_Exercise objective_:
Restate the entire listing word for word.
_ _ _
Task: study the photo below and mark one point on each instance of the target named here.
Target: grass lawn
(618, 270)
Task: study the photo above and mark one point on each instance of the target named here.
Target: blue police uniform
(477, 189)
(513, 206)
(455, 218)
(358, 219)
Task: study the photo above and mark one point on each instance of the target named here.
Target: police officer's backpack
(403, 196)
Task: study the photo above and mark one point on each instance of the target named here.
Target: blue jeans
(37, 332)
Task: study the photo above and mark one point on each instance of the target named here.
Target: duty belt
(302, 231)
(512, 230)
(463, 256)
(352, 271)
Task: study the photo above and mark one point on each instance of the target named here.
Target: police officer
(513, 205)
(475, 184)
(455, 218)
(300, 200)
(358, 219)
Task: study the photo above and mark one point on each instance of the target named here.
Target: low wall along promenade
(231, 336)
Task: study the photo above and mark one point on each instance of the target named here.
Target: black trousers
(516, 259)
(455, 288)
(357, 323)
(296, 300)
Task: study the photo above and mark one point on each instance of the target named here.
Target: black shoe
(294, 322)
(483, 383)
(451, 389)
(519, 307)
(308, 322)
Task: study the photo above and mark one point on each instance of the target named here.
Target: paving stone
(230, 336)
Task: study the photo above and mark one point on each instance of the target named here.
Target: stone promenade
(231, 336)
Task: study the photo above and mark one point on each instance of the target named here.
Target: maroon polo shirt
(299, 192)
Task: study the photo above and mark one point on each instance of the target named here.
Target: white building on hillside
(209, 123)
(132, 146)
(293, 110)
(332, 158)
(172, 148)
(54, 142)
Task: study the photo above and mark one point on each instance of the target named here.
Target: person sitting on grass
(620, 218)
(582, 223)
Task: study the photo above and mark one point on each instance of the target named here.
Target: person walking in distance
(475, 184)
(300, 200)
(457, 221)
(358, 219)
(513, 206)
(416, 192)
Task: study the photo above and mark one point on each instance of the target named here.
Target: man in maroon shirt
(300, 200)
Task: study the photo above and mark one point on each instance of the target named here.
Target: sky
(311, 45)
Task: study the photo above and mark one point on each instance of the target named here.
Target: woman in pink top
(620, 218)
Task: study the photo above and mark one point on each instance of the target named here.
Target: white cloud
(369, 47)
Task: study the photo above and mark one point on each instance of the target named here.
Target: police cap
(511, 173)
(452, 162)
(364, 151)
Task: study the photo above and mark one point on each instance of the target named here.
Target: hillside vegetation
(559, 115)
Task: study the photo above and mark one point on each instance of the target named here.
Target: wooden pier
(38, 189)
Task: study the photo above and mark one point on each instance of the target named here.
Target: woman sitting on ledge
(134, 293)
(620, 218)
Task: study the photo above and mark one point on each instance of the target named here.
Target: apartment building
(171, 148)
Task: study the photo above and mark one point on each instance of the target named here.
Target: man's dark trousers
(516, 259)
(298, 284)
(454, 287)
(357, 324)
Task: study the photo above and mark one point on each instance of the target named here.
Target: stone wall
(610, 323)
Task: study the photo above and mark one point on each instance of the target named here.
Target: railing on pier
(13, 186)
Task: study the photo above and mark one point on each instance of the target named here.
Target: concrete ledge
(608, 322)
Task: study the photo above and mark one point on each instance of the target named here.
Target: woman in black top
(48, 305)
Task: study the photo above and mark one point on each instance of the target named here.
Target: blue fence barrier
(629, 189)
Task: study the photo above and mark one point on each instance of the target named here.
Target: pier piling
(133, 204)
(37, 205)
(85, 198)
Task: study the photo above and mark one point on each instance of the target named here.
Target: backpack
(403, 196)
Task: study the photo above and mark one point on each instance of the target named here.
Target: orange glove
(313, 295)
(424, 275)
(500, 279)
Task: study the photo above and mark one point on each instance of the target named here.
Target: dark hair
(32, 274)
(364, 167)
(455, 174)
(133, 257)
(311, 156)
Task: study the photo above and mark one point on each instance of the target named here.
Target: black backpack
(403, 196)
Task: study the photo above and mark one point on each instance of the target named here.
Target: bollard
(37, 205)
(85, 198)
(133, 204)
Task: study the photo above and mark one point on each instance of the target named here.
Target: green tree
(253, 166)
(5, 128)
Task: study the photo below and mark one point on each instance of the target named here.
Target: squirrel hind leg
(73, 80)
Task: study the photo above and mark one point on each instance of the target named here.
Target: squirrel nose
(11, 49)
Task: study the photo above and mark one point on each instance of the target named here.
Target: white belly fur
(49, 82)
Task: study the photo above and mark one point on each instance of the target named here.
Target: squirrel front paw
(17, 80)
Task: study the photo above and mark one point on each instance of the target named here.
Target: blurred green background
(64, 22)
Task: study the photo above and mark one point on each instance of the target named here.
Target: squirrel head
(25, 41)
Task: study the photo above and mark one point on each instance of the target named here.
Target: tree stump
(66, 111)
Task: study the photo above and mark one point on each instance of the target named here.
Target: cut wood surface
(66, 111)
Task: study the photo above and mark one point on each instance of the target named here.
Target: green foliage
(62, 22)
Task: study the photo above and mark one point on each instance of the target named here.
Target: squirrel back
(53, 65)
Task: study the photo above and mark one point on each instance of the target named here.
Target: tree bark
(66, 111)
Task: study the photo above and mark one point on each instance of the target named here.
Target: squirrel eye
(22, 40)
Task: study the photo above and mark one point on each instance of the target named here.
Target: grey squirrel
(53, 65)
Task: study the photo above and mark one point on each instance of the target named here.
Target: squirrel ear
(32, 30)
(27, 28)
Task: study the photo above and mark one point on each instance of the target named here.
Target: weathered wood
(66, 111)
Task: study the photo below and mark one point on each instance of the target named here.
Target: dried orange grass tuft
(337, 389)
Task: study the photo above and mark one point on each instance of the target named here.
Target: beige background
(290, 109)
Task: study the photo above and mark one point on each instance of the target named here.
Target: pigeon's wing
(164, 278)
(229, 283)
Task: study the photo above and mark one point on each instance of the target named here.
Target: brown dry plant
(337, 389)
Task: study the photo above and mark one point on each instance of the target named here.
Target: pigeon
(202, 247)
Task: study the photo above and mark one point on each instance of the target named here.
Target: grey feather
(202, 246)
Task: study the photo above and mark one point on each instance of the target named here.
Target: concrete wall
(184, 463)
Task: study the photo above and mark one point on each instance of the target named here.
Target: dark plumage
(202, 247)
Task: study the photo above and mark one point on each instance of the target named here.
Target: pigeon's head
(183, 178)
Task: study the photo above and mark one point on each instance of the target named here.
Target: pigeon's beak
_ _ _
_Written solution_:
Task: study the photo below and mark one point on each instance of the target named here.
Target: grass lawn
(618, 270)
Task: study the photo above and mark one point on each instance of the target named here.
Target: blue police uniform
(477, 189)
(513, 206)
(455, 218)
(358, 219)
Task: study the photo above and mark one point on each instance of the target named here.
Target: police officer's backpack
(403, 196)
Task: study the photo above and mark one point on each instance of the target named here.
Target: blue jeans
(37, 332)
Task: study the photo above and mark one point on each instance of the target named here.
Target: duty belt
(302, 231)
(512, 230)
(463, 256)
(352, 271)
Task: study the photo above and mark one point on each instance of the target named here.
Target: police officer
(513, 205)
(475, 184)
(455, 218)
(300, 200)
(358, 219)
Task: study the photo above and mark one point on each instance of the target named here.
Target: low wall along promenade
(231, 336)
Task: study the photo above and mark one point on each instance of the target named here.
Target: black trousers
(516, 259)
(455, 288)
(357, 323)
(296, 300)
Task: study the photo above and mark one point on each instance of the target named here.
Target: black shoe
(294, 322)
(483, 383)
(451, 389)
(519, 307)
(308, 322)
Task: study the photo above and mark one point on each instance of the target named here.
Target: paving stone
(230, 336)
Task: study the photo above and mark one point on each instance of the target named here.
Target: stone promenade
(231, 336)
Task: study the photo above and mark one point on each instance of the target named here.
Target: maroon polo shirt
(299, 192)
Task: study the photo above and mark one point on each instance of the target named here.
Target: white building on hillside
(209, 123)
(132, 146)
(293, 110)
(332, 158)
(172, 148)
(54, 142)
Task: study the photo above and mark one point on each instance of the target named here.
Target: person sitting on grass
(620, 218)
(582, 223)
Task: study the photo above and mark one point on each instance of the target named here.
Target: person walking in distance
(475, 184)
(300, 200)
(457, 221)
(358, 219)
(513, 206)
(416, 192)
Task: study the photo above and mark one point on each instance of the target named here.
Target: man in maroon shirt
(300, 200)
Task: study the photo above and mark one point on each instance of the target named here.
Target: sky
(311, 45)
Task: study the photo above and mark one point on each instance of the target named here.
Target: woman in pink top
(620, 218)
Task: study the photo above and mark one point on each instance of the target named here.
Target: white cloud
(369, 47)
Task: study the photo above and mark one point on each instance of the target named here.
Target: police cap
(511, 173)
(452, 162)
(364, 151)
Task: study the photo above and mark one point on each instance of the target named here.
Target: hillside vegetation
(559, 115)
Task: study the photo above and mark one point on each instance of the target named here.
Target: wooden pier
(38, 189)
Task: study the photo above and mark one point on each instance of the target named here.
Target: woman sitting on ledge
(134, 293)
(620, 218)
Task: study the photo above and mark one point on each instance of the target named here.
Target: apartment building
(171, 148)
Task: study the photo above and mark one point on each instance of the target named here.
Target: man's dark trousers
(516, 259)
(298, 284)
(454, 287)
(357, 324)
Task: study the photo above and mark one point on each instance of the target named here.
Target: stone wall
(610, 323)
Task: study the photo above and mark one point on each instance of the target named here.
Target: railing on pier
(13, 186)
Task: study the photo above and mark one point on each instance of the target named here.
Target: concrete ledge
(608, 322)
Task: study the photo above and mark one point on each instance of the target named here.
Target: woman in black top
(48, 305)
Task: study the photo above and mark one point on each instance of the target named here.
Target: blue fence barrier
(629, 189)
Task: study the photo above and mark one point on each instance of the target named here.
Target: pier piling
(133, 204)
(37, 205)
(85, 198)
Task: study the photo above and mark one point on each instance of the target named here.
Target: backpack
(403, 196)
Task: study the photo above and mark one point on each instance of the target named here.
Target: orange glove
(313, 295)
(424, 275)
(500, 279)
Task: study the photo above and mark one point on each instance of the target named here.
Target: dark hair
(32, 274)
(364, 167)
(455, 174)
(133, 257)
(311, 156)
Task: study the photo above and mark one point on each instance of the target named here.
Target: black backpack
(403, 196)
Task: study the photo above and mark one point on each instance of the target named here.
Target: bollard
(37, 205)
(85, 198)
(133, 204)
Task: study the photo above and mark one point on each instance of the target named here.
Target: green tree
(253, 166)
(5, 128)
Task: study the photo below and mark one point on each instance of the target named here.
Target: squirrel hind leg
(73, 80)
Task: study the photo above and mark one point on each instance of the target named here.
Target: squirrel nose
(11, 49)
Task: study the photo above and mark one point on each instance of the target named here.
Target: white belly fur
(49, 82)
Task: study the photo above and mark one point on each instance of the target named here.
Target: squirrel front paw
(17, 80)
Task: study the photo above and mark one point on each instance of the target named here.
Target: blurred green background
(64, 22)
Task: study the photo above and mark one point on each instance of the target named here.
Target: squirrel head
(25, 41)
Task: study the photo above and mark one point on each instance of the target named here.
Target: tree stump
(66, 111)
Task: study the photo above and mark one point on each instance of the target named here.
Target: cut wood surface
(66, 111)
Task: study the photo above and mark one point on each instance of the target named here.
Target: green foliage
(62, 22)
Task: study the photo above and mark one point on each instance of the target named here.
Target: squirrel back
(53, 65)
Task: study the photo above and mark one point on each instance of the target named here.
Target: tree bark
(66, 111)
Task: study the photo above and mark one point on each instance of the target named here.
Target: squirrel eye
(22, 40)
Task: study the photo above and mark one point on each instance of the target named here.
Target: grey squirrel
(53, 65)
Task: study the photo above and mark one point on each instance of the target named here.
Target: squirrel ear
(32, 30)
(27, 28)
Task: study the photo above and mark one point on each instance of the target named here.
Target: weathered wood
(66, 111)
Task: study the photo below and mark one point on each instance of the target named here.
Target: dried orange grass tuft
(337, 389)
Task: study the photo above and mark one point on each instance of the target named here.
Target: beige background
(290, 109)
Task: study the photo above and mark one point on each instance of the target named here.
Target: pigeon's wing
(164, 278)
(229, 283)
Task: study the photo above and mark one point on each instance of the target named here.
Target: brown dry plant
(337, 389)
Task: study the photo above and mark one point on each instance of the target named here.
Target: pigeon
(202, 247)
Task: study the photo above and mark one point on each instance of the target named here.
Target: grey feather
(202, 246)
Task: study the photo above and mark one point on each instance of the target named here.
Target: concrete wall
(184, 463)
Task: study the photo above and mark one point on each instance of the target named here.
Target: dark plumage
(202, 247)
Task: study the photo above and mark one point on each instance of the target named here.
Target: pigeon's head
(183, 178)
Task: study the photo above and mark one point on each instance of the target named here.
Target: pigeon's beak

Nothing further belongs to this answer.